TASK PROMPT
Reproduce each of the lines below verbatim, with no alterations of any kind.

▼

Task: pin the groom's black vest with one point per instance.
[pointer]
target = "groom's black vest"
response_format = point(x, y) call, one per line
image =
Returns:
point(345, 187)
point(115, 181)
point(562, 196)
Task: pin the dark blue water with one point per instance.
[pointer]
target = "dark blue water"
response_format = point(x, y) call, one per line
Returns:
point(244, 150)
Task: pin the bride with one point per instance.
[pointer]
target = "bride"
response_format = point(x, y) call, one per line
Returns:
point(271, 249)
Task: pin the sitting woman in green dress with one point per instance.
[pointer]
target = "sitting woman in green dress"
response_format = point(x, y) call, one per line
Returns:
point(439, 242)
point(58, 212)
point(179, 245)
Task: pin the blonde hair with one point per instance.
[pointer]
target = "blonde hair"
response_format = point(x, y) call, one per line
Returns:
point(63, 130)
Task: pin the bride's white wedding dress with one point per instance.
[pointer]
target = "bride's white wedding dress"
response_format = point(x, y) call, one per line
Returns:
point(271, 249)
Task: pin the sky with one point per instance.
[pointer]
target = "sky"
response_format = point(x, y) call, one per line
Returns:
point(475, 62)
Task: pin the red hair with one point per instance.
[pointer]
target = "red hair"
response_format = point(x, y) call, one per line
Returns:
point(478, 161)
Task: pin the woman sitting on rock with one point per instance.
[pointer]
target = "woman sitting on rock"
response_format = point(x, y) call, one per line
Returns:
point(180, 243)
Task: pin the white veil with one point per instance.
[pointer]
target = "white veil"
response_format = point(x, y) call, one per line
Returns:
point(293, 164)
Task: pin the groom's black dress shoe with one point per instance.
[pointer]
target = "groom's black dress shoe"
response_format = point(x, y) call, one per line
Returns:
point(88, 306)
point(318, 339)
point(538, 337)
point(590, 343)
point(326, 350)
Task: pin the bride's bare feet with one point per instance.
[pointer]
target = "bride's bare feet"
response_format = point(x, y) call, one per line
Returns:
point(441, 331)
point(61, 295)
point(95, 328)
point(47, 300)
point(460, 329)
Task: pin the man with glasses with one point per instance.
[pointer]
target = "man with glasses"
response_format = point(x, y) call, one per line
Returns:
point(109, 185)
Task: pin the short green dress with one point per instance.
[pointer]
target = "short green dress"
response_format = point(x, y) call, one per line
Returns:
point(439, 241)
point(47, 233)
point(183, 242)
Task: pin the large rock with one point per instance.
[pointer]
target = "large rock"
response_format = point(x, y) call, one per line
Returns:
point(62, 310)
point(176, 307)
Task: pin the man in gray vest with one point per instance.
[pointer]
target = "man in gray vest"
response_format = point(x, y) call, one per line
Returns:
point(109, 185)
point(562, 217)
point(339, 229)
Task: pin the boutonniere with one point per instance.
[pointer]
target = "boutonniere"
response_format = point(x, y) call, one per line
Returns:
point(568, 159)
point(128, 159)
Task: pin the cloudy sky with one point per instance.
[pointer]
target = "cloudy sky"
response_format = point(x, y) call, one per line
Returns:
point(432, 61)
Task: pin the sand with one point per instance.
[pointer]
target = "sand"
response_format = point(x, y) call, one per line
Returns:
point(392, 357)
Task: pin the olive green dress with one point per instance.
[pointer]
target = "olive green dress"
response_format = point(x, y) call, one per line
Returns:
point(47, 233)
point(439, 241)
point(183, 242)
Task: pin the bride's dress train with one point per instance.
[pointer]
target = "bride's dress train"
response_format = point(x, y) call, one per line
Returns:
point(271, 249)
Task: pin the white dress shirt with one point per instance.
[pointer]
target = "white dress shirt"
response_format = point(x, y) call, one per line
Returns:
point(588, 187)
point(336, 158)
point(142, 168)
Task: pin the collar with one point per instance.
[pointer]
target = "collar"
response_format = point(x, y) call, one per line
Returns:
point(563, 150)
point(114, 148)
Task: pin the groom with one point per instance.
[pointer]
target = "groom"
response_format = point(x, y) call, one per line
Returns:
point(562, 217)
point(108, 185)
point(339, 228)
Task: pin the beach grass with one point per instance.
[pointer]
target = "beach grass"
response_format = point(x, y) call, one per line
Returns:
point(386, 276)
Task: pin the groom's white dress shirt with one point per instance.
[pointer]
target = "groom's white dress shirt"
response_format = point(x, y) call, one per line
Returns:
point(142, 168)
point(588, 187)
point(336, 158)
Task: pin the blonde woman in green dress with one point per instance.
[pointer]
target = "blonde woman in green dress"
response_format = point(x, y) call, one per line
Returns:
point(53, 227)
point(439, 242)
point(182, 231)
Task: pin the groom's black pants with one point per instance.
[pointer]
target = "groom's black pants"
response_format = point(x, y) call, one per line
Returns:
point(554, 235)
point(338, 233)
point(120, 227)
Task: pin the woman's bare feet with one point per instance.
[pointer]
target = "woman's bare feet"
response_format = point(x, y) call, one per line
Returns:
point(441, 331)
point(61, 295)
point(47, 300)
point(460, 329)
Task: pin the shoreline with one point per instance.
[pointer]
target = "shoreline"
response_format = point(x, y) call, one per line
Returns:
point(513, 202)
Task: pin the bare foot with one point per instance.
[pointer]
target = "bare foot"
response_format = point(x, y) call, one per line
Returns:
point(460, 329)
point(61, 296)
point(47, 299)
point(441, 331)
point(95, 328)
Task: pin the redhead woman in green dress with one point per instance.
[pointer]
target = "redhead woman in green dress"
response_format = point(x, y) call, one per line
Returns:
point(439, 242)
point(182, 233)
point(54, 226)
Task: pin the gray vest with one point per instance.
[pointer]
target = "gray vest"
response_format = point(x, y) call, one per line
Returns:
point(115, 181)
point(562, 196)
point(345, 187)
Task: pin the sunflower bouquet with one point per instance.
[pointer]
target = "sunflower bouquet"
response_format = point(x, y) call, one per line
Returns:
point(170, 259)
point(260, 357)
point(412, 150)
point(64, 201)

▲

RESULT FOR THIS TASK
Task: pin the groom's black vest with one point per instance.
[pointer]
target = "groom's black vest"
response_format = point(x, y) call, one per line
image =
Returns:
point(345, 187)
point(115, 181)
point(562, 196)
Task: pin the dark blue water with one point per instance.
[pointer]
target = "dark blue water"
response_format = point(x, y) call, one per line
Returns:
point(244, 150)
Task: pin the bride with one point per instance.
[pointer]
target = "bride"
response_format = point(x, y) call, one per line
Returns:
point(271, 249)
Task: pin the sitting woman in green dress with one point per instance.
[pointer]
target = "sitting woman in green dress"
response_format = point(x, y) call, one per line
Returns:
point(439, 242)
point(58, 212)
point(179, 245)
Task: pin the blonde hair with one point per instance.
[pointer]
target = "blonde hair"
response_format = point(x, y) call, one per line
Returns:
point(63, 130)
Task: pin the bride's white wedding dress with one point per instance.
[pointer]
target = "bride's white wedding dress"
response_format = point(x, y) call, one per line
Returns:
point(271, 249)
Task: pin the sky with one point per instance.
[pointer]
target = "sky"
response_format = point(x, y) call, one per line
Returns:
point(475, 62)
Task: pin the red hair with one point per instance.
[pointer]
target = "red hair"
response_format = point(x, y) call, one per line
Returns:
point(478, 161)
Task: pin the woman sitting on rock with one point per instance.
[pointer]
target = "woman sitting on rock"
response_format = point(x, y) call, one per line
Returns:
point(180, 243)
Task: pin the white veil with one point per instance.
[pointer]
target = "white veil"
response_format = point(x, y) call, one per line
Returns:
point(293, 164)
Task: pin the groom's black dress shoe with one point per instance.
[pointer]
target = "groom's black dress shoe"
response_format = point(x, y) call, one per line
Returns:
point(88, 306)
point(318, 339)
point(538, 337)
point(590, 343)
point(326, 350)
Task: pin the bride's bare feet with one point per instance.
[pointer]
target = "bride's bare feet"
response_format = point(x, y) call, one per line
Returns:
point(441, 331)
point(61, 295)
point(95, 328)
point(47, 300)
point(460, 329)
Task: pin the man with glasses with one point per instance.
[pointer]
target = "man with glasses"
response_format = point(x, y) call, one per line
Returns:
point(109, 185)
Task: pin the short green dress with one point per instance.
[pointer]
target = "short green dress"
response_format = point(x, y) call, one per line
Returns:
point(439, 241)
point(47, 233)
point(183, 242)
Task: pin the large rock with one point per instance.
[pointer]
target = "large rock"
response_format = point(x, y) call, one per line
Returns:
point(62, 310)
point(176, 307)
Task: pin the man in gray vest with one point per instance.
[pointer]
target = "man in gray vest"
response_format = point(x, y) call, one per line
Returns:
point(109, 185)
point(562, 217)
point(339, 229)
Task: pin the boutonniere with one point per instance.
[pointer]
target = "boutonniere"
response_format = point(x, y) call, one per line
Returns:
point(568, 159)
point(128, 159)
Task: pin the cloudy sky with one point per instance.
[pointer]
target = "cloudy sky"
response_format = point(x, y) call, one per line
Returns:
point(432, 61)
Task: pin the sand with one point per instance.
[pointer]
target = "sand"
response_format = point(x, y) call, one per line
Returns:
point(392, 357)
Task: pin the olive green dress with one point per instance.
[pointer]
target = "olive green dress"
response_format = point(x, y) call, one per line
Returns:
point(47, 233)
point(439, 241)
point(183, 242)
Task: pin the bride's dress train with one point per instance.
[pointer]
target = "bride's dress train"
response_format = point(x, y) call, one per line
Returns:
point(271, 249)
Task: pin the white dress shirt with one point per instance.
[pointer]
target = "white dress shirt"
response_format = point(x, y) call, one per line
Returns:
point(588, 187)
point(336, 158)
point(142, 168)
Task: pin the collar with one point per instance.
[pointer]
target = "collar"
response_format = point(x, y) call, one per line
Returns:
point(563, 150)
point(114, 148)
Task: pin the groom with one point per instance.
[pointer]
target = "groom"
response_format = point(x, y) call, one per line
Returns:
point(562, 217)
point(108, 185)
point(339, 228)
Task: pin the beach grass with one point per instance.
[pointer]
target = "beach grass"
response_format = point(x, y) call, one per line
Returns:
point(386, 276)
Task: pin the groom's white dress shirt with one point per instance.
[pointer]
target = "groom's white dress shirt"
response_format = point(x, y) call, one per line
Returns:
point(142, 168)
point(588, 187)
point(336, 158)
Task: pin the blonde woman in green dress with one point per instance.
[pointer]
target = "blonde woman in green dress"
response_format = point(x, y) call, one per line
Returns:
point(53, 227)
point(439, 242)
point(182, 231)
Task: pin the groom's black pants with one point per instance.
[pointer]
target = "groom's black pants"
response_format = point(x, y) call, one per line
Returns:
point(554, 235)
point(338, 233)
point(120, 227)
Task: pin the woman's bare feet with one point per instance.
[pointer]
target = "woman's bare feet"
response_format = point(x, y) call, one per line
Returns:
point(441, 331)
point(61, 295)
point(47, 300)
point(460, 329)
Task: pin the shoreline with one point per instance.
[pointer]
target = "shoreline"
response_format = point(x, y) call, one per line
Returns:
point(513, 202)
Task: pin the bare foot with one point per instance.
[pointer]
target = "bare foot"
response_format = point(x, y) call, one per line
Returns:
point(460, 329)
point(61, 296)
point(47, 299)
point(441, 331)
point(95, 328)
Task: pin the redhead woman in green dress with one point per instance.
[pointer]
target = "redhead woman in green dress"
response_format = point(x, y) call, one per line
Returns:
point(439, 242)
point(182, 233)
point(54, 226)
Task: pin the gray vest with one point per instance.
[pointer]
target = "gray vest"
response_format = point(x, y) call, one per line
Returns:
point(115, 181)
point(562, 196)
point(345, 187)
Task: pin the sunflower bouquet with one point per instance.
[pointer]
target = "sunflower bouquet"
response_format = point(x, y) call, one per line
Returns:
point(170, 259)
point(260, 357)
point(412, 150)
point(64, 201)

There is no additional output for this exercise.